Records supplied »
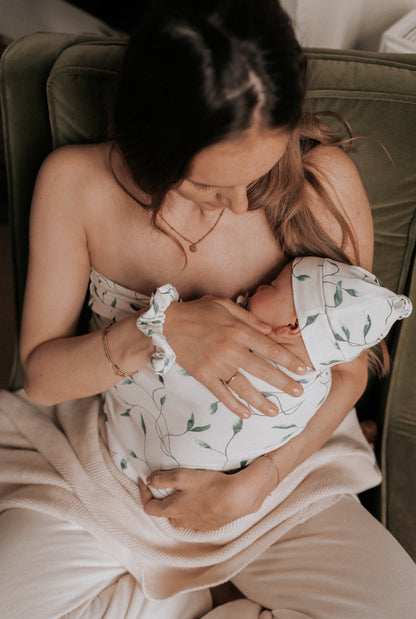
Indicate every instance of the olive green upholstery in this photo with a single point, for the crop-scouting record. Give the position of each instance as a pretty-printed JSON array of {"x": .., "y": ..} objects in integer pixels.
[{"x": 55, "y": 89}]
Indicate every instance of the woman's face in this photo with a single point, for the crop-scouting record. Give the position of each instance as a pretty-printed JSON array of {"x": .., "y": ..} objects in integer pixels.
[{"x": 220, "y": 174}]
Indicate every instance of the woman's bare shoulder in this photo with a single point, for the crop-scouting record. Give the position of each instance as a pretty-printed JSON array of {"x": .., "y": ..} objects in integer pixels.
[{"x": 76, "y": 160}]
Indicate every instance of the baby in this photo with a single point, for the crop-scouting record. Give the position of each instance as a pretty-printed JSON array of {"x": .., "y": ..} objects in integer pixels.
[{"x": 326, "y": 312}]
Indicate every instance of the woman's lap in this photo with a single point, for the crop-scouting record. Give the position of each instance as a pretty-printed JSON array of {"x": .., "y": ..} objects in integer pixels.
[
  {"x": 339, "y": 563},
  {"x": 50, "y": 568}
]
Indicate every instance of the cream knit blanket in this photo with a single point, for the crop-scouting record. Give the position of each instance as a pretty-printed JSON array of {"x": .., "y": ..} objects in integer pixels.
[{"x": 54, "y": 460}]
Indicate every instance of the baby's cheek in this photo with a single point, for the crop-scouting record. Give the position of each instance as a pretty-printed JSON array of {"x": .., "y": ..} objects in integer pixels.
[{"x": 259, "y": 305}]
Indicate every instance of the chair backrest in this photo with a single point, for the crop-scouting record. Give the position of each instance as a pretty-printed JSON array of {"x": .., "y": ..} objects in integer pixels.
[{"x": 56, "y": 89}]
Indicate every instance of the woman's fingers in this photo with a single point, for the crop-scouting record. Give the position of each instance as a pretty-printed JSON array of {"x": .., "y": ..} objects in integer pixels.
[{"x": 245, "y": 316}]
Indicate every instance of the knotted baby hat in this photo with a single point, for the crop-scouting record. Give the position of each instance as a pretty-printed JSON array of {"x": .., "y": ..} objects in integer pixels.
[{"x": 342, "y": 309}]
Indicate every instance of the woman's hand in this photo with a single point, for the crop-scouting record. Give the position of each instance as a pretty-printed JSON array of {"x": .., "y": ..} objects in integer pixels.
[
  {"x": 213, "y": 337},
  {"x": 207, "y": 500}
]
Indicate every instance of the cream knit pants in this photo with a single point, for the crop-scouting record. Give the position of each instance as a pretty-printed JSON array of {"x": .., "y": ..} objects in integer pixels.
[{"x": 339, "y": 564}]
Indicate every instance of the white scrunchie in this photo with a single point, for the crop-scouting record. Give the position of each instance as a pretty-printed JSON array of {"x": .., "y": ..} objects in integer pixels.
[{"x": 151, "y": 324}]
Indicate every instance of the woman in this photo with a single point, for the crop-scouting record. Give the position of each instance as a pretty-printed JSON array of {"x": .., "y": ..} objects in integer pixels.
[{"x": 211, "y": 163}]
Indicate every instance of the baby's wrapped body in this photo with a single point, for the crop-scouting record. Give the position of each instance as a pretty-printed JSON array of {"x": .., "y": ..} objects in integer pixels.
[
  {"x": 159, "y": 422},
  {"x": 162, "y": 418}
]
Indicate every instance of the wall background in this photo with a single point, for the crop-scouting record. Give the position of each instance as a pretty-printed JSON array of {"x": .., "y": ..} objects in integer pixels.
[{"x": 355, "y": 24}]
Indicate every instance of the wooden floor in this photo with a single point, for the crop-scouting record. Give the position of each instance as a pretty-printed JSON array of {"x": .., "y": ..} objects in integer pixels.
[{"x": 7, "y": 323}]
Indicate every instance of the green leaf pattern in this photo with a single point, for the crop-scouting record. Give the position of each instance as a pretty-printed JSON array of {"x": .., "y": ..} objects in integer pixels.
[{"x": 156, "y": 422}]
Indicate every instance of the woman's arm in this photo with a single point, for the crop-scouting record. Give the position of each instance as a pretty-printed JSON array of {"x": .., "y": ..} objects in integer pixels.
[
  {"x": 57, "y": 365},
  {"x": 211, "y": 337}
]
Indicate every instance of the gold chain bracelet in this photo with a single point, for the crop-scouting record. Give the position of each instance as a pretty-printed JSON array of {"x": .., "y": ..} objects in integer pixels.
[{"x": 116, "y": 369}]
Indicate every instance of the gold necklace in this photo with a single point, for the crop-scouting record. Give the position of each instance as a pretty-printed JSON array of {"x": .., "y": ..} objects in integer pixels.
[{"x": 193, "y": 245}]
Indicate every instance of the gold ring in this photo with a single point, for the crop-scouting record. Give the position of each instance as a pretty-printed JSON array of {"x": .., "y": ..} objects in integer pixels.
[{"x": 227, "y": 382}]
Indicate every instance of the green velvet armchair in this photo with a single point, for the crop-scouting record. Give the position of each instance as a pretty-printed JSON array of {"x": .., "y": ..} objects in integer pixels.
[{"x": 55, "y": 90}]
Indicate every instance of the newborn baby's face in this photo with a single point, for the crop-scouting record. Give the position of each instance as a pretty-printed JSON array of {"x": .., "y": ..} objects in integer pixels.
[{"x": 273, "y": 303}]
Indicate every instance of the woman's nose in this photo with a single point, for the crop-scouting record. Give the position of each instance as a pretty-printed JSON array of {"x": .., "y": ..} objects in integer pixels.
[{"x": 235, "y": 199}]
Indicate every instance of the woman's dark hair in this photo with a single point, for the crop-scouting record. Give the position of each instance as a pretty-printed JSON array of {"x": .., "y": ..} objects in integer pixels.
[{"x": 197, "y": 72}]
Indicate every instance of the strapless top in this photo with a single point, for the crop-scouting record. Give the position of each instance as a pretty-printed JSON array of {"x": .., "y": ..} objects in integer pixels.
[{"x": 156, "y": 422}]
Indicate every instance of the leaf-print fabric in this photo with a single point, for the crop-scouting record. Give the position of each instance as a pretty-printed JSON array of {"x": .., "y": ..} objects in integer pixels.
[
  {"x": 342, "y": 309},
  {"x": 162, "y": 422}
]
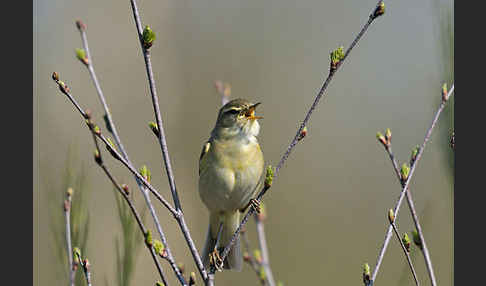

Instructions to follow » Beginning with the line in which "Indicate every instance of the woman's dark" appears, repeat exactly each line down to the close of the material, leaving every picture out.

Task solution »
Indicate every instance of the woman's dark hair in this photo with a single point, for the crop-scouting record. Give the position of each instance as a pretty-printed JSON array of {"x": .., "y": ..} objects in integer pixels.
[{"x": 197, "y": 72}]
Indicate every instance of the strapless top in this photo with a single point, for the crop-scouting record. Give the position of each instance as a pretty-printed JSON array of {"x": .., "y": ..} objects in integer pixels.
[{"x": 156, "y": 422}]
Indicate every instance of the leaf-print fabric in this photo with a single point, for the crop-scouting record. Give the position of each instance as a pretty-printed JSON array of {"x": .., "y": ..} objects in integer pixels.
[
  {"x": 342, "y": 309},
  {"x": 162, "y": 422}
]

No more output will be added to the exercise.